## [EXERCISE DESCRIPTION]
Rewrite every record from the line containing "the black dress" down through the end of the records, changing "bicycle front basket" to "bicycle rear basket" and leaving everything else as it is. Return only those lines.

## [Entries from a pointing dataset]

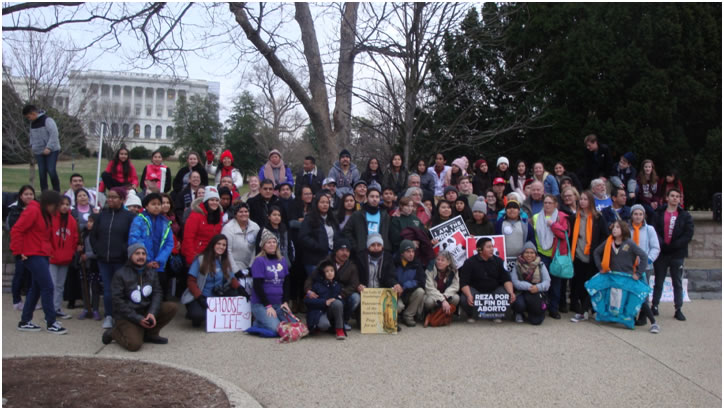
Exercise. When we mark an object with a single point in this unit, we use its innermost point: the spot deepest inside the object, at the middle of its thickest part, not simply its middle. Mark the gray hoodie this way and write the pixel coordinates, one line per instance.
(44, 134)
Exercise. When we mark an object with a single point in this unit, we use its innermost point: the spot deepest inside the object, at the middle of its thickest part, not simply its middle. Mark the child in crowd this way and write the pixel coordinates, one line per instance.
(327, 307)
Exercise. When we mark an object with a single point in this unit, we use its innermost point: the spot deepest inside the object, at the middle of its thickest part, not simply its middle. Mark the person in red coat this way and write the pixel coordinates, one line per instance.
(119, 172)
(64, 241)
(30, 238)
(204, 222)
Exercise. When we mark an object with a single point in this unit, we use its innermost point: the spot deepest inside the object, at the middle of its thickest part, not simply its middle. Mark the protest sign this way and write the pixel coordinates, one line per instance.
(667, 293)
(492, 305)
(378, 311)
(448, 228)
(455, 244)
(228, 314)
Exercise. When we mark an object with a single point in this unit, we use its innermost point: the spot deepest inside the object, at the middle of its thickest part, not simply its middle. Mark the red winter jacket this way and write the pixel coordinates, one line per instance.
(64, 240)
(197, 232)
(117, 174)
(30, 236)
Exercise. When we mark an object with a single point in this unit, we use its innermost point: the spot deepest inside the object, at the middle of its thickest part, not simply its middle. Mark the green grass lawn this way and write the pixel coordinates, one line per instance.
(15, 176)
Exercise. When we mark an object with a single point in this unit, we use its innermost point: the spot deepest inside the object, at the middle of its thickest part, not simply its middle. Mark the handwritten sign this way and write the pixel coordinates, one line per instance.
(667, 293)
(228, 314)
(378, 311)
(448, 228)
(492, 305)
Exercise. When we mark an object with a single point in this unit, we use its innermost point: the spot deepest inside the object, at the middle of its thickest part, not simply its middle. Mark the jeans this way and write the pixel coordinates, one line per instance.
(675, 266)
(335, 312)
(46, 166)
(107, 270)
(351, 303)
(21, 278)
(262, 320)
(41, 288)
(58, 274)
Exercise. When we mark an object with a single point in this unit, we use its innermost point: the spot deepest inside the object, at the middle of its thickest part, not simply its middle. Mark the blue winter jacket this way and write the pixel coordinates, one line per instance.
(155, 234)
(318, 306)
(617, 297)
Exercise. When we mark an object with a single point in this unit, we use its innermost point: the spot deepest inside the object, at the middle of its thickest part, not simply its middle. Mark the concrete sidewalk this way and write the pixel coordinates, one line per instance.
(557, 364)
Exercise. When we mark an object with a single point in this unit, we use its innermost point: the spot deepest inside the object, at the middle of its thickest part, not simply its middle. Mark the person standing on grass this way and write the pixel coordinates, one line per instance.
(31, 240)
(140, 315)
(109, 239)
(45, 145)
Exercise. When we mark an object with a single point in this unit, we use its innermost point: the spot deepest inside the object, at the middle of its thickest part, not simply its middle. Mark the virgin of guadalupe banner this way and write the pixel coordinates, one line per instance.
(378, 311)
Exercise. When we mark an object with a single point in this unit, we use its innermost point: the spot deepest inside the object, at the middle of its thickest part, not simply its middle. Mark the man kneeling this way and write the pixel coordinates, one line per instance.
(137, 309)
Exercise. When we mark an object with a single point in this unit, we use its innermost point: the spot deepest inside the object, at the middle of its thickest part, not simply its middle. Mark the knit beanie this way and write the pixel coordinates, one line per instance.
(210, 192)
(134, 247)
(406, 244)
(480, 205)
(374, 238)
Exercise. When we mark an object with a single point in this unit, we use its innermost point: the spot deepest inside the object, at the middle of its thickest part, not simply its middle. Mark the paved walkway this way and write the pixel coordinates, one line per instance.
(558, 364)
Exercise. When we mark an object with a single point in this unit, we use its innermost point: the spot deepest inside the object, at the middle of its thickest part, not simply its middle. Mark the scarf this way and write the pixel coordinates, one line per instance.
(529, 272)
(543, 231)
(269, 172)
(577, 230)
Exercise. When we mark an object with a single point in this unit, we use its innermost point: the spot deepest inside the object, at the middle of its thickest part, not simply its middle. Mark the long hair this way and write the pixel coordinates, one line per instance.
(47, 198)
(21, 191)
(654, 179)
(208, 266)
(126, 166)
(341, 213)
(315, 218)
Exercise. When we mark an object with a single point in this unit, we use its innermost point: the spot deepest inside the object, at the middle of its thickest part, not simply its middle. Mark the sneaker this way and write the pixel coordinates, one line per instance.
(28, 327)
(57, 329)
(578, 317)
(107, 337)
(59, 313)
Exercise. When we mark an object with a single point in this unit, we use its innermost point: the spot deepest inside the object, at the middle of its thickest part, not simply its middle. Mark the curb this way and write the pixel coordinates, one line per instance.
(236, 396)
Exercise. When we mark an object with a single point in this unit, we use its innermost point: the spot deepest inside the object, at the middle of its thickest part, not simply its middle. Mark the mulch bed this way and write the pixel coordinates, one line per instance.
(91, 382)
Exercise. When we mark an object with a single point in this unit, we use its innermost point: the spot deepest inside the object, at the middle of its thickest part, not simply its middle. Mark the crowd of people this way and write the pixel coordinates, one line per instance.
(312, 244)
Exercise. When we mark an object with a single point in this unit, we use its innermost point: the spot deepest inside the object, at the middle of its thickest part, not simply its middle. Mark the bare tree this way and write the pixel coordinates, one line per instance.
(36, 69)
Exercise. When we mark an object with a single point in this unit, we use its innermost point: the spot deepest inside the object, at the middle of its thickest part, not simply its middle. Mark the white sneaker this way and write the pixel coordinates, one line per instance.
(579, 317)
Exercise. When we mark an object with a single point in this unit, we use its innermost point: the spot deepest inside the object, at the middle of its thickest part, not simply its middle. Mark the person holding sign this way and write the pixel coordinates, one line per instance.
(551, 231)
(530, 277)
(209, 275)
(137, 308)
(411, 276)
(272, 287)
(442, 285)
(483, 273)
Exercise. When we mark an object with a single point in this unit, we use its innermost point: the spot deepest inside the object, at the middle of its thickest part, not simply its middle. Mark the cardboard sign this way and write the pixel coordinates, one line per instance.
(448, 228)
(228, 314)
(498, 244)
(455, 244)
(492, 305)
(379, 311)
(667, 293)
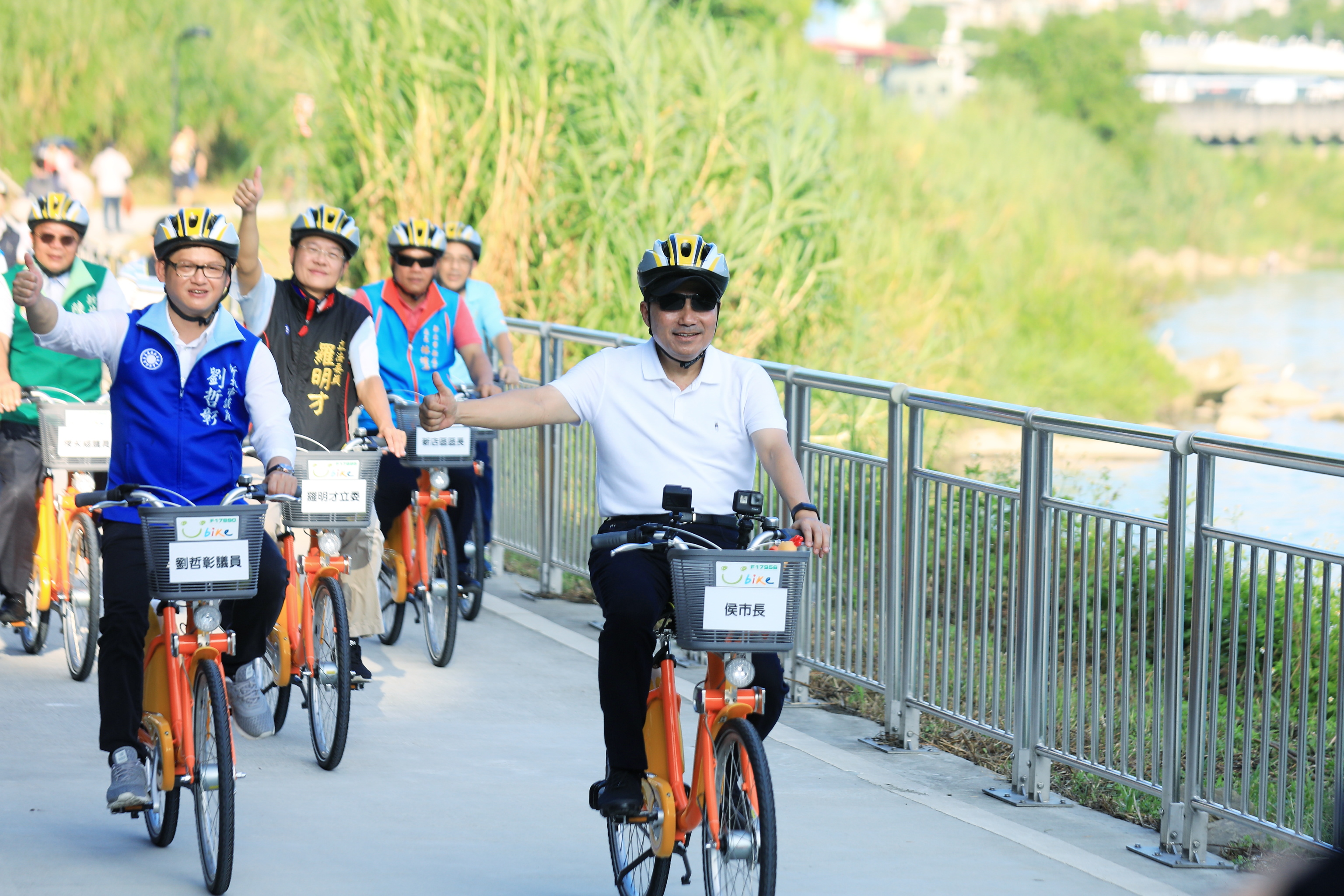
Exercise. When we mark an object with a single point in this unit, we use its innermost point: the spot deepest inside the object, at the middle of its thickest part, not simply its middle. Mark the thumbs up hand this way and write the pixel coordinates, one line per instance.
(249, 192)
(27, 284)
(439, 412)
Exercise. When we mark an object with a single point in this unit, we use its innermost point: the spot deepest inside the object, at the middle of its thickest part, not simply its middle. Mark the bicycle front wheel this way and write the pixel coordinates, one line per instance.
(34, 632)
(637, 871)
(213, 778)
(744, 861)
(394, 613)
(441, 601)
(329, 686)
(80, 621)
(471, 599)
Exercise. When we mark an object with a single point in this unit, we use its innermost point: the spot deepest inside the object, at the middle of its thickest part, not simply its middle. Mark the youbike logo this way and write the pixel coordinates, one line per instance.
(207, 528)
(748, 575)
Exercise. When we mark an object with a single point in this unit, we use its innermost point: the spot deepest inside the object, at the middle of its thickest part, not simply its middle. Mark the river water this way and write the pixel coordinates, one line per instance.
(1272, 322)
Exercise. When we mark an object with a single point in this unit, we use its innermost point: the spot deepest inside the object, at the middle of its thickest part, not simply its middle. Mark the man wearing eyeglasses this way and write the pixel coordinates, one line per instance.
(58, 225)
(421, 329)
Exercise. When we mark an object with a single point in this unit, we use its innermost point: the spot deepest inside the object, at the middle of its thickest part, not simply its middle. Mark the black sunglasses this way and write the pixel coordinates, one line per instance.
(406, 261)
(676, 301)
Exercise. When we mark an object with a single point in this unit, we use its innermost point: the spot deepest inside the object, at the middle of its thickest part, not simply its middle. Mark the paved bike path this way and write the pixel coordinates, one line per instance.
(466, 780)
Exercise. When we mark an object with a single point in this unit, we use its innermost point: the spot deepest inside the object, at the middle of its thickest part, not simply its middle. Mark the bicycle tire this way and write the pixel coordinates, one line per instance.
(394, 614)
(214, 765)
(162, 816)
(628, 843)
(742, 828)
(329, 686)
(277, 696)
(34, 632)
(471, 601)
(441, 613)
(84, 604)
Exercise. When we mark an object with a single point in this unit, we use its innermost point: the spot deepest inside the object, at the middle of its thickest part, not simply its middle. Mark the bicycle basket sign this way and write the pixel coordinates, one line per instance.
(207, 562)
(207, 528)
(456, 441)
(85, 434)
(335, 495)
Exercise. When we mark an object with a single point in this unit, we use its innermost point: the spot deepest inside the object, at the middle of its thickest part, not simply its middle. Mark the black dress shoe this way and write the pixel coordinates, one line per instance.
(623, 794)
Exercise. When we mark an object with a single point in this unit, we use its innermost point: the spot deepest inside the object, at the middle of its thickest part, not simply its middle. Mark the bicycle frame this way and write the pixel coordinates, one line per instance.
(171, 660)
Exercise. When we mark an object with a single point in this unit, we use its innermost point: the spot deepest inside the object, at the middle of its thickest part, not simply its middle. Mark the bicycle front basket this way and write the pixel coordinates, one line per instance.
(738, 601)
(338, 491)
(203, 553)
(76, 437)
(451, 448)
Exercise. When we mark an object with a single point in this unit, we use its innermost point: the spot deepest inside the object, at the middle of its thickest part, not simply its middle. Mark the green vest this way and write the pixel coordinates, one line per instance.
(30, 364)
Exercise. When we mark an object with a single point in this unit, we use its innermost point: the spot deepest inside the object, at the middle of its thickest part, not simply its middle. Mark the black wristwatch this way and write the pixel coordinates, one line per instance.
(804, 506)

## [CORRECT OUTPUT]
Exercise. When we mark an object with a single point in this unit, we use its innermost point: the spot deepest inside the object, at the middle of its thickest part, not simply its middle. Mark the black dress shoe this way and write the pixel coordinates, one line per instance.
(623, 794)
Exercise. When we mark an object with a single point in this unit, we use its innermost point: the spot deepest inside the object, at the middle of its thickest part, not simply its middle. Mark the bicycle frame this way and write the pixel coordinates, one line per instance.
(171, 660)
Exercise. When we mark an object with a single point in this unit, we use its innermost point: the spot deepest inside the object, at the middle of its thickest part, not simply its middle. Mark the bicycle rear basket this way and write the pixel coordinates, one line per instance.
(738, 601)
(338, 491)
(203, 553)
(76, 437)
(451, 448)
Exercise. When we mark an object with a single point in this unit, we use its innermost point: the spot deepest inside the object, at the middle of its thickest part, not simply its middle. Mark the green vest this way and write the pixel coordinates, one line per instance.
(30, 364)
Exercise. When we mark an object with a single point in this unit, we use its innermost point: the spot deepest inside the object, at the middle of its thickest part, not simply its middle. Mark the black wristwatch this way and write the pixel coordinates, one line per instance.
(804, 506)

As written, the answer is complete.